Records from a data source:
_ _ _ _ _ _ _

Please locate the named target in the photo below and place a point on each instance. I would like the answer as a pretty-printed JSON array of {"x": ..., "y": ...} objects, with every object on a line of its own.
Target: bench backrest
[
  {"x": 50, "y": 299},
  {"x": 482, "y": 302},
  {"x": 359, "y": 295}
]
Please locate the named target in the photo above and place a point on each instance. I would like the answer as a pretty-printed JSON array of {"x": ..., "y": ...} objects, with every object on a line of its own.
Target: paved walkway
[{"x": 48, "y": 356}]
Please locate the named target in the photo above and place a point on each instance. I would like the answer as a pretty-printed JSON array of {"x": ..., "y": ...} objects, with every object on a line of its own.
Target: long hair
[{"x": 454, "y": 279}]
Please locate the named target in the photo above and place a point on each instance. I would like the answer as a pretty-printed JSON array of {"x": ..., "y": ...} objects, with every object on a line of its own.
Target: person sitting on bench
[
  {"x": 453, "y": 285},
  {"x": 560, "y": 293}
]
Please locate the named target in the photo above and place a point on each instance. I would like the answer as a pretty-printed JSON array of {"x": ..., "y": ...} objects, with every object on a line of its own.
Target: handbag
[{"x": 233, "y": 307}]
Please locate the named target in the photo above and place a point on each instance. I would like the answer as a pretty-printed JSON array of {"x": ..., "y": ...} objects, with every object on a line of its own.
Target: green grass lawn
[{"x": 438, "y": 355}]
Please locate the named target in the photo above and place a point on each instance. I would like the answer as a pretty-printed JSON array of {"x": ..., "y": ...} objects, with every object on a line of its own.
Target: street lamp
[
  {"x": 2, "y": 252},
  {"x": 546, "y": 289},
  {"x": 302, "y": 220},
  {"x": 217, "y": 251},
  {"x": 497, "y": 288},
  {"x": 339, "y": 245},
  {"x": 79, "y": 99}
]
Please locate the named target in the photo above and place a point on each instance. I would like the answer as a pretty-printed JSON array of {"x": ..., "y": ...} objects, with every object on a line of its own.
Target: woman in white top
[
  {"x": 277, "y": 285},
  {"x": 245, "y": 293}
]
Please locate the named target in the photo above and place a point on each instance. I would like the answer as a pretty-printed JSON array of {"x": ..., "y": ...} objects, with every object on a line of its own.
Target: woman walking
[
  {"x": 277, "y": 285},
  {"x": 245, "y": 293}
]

_ _ _ _ _ _ _

WHAT YOU WILL DO: Each record is to be transcribed exactly and in full.

REPLY:
Please locate the named target in the photo below and place a point on each instance. I would like the answer as a pretty-printed JSON array of {"x": ..., "y": ...} objects, with every object on a line of its own.
Target: bench backrest
[
  {"x": 50, "y": 299},
  {"x": 482, "y": 302},
  {"x": 359, "y": 295}
]
Please locate the named target in the photo above and place a point on each instance. I would like the answer as a pretty-printed JSON array of {"x": ..., "y": ...} objects, with every object on a line of its own.
Target: paved walkway
[{"x": 48, "y": 356}]
Please locate the named target in the photo above and place a point on each instance. I would like the answer as a pretty-printed JSON array of {"x": ..., "y": ...} objects, with every object on a line of its own.
Target: long hair
[{"x": 454, "y": 279}]
Please locate the named target in the photo above and place a point on each instance. I would like the answer as a pretty-printed JSON array of {"x": ..., "y": ...} objects, with every object on a line of its own.
Target: person sitting on bench
[
  {"x": 453, "y": 285},
  {"x": 560, "y": 293}
]
Please locate the named target in the photo above and place a point on each instance. I would like the answer as a pretty-printed JSON array of {"x": ..., "y": ...} objects, with every object on a line of its own.
Target: handbag
[{"x": 233, "y": 307}]
Please locate the named target in the photo above and place a point on each instance. I would like the answer as a pretty-printed JSON array of {"x": ..., "y": ...} objects, with every object on a line of its own.
Target: green grass lawn
[{"x": 438, "y": 355}]
Please locate the named target in the photo above and place a point on each instance. I would like the answer as a pretty-printed JSON array of {"x": ..., "y": ...} objects, with every object on a line of its own.
Target: street lamp
[
  {"x": 2, "y": 252},
  {"x": 546, "y": 289},
  {"x": 302, "y": 220},
  {"x": 217, "y": 251},
  {"x": 497, "y": 288},
  {"x": 339, "y": 245},
  {"x": 79, "y": 99}
]
Please locate the named target in the photo above and place a point on each instance. I would like the answer as a pretty-printed JSON array of {"x": ..., "y": ...} objects, with every object on a line of its own.
Target: woman in white top
[
  {"x": 277, "y": 285},
  {"x": 245, "y": 293}
]
Please locate the named target in the photo above and place a point on each instance. I would like the answer as a pretty-printed JSON array of {"x": ..., "y": ...} objects, with every object on a line of its own.
Target: woman walking
[
  {"x": 277, "y": 285},
  {"x": 245, "y": 293}
]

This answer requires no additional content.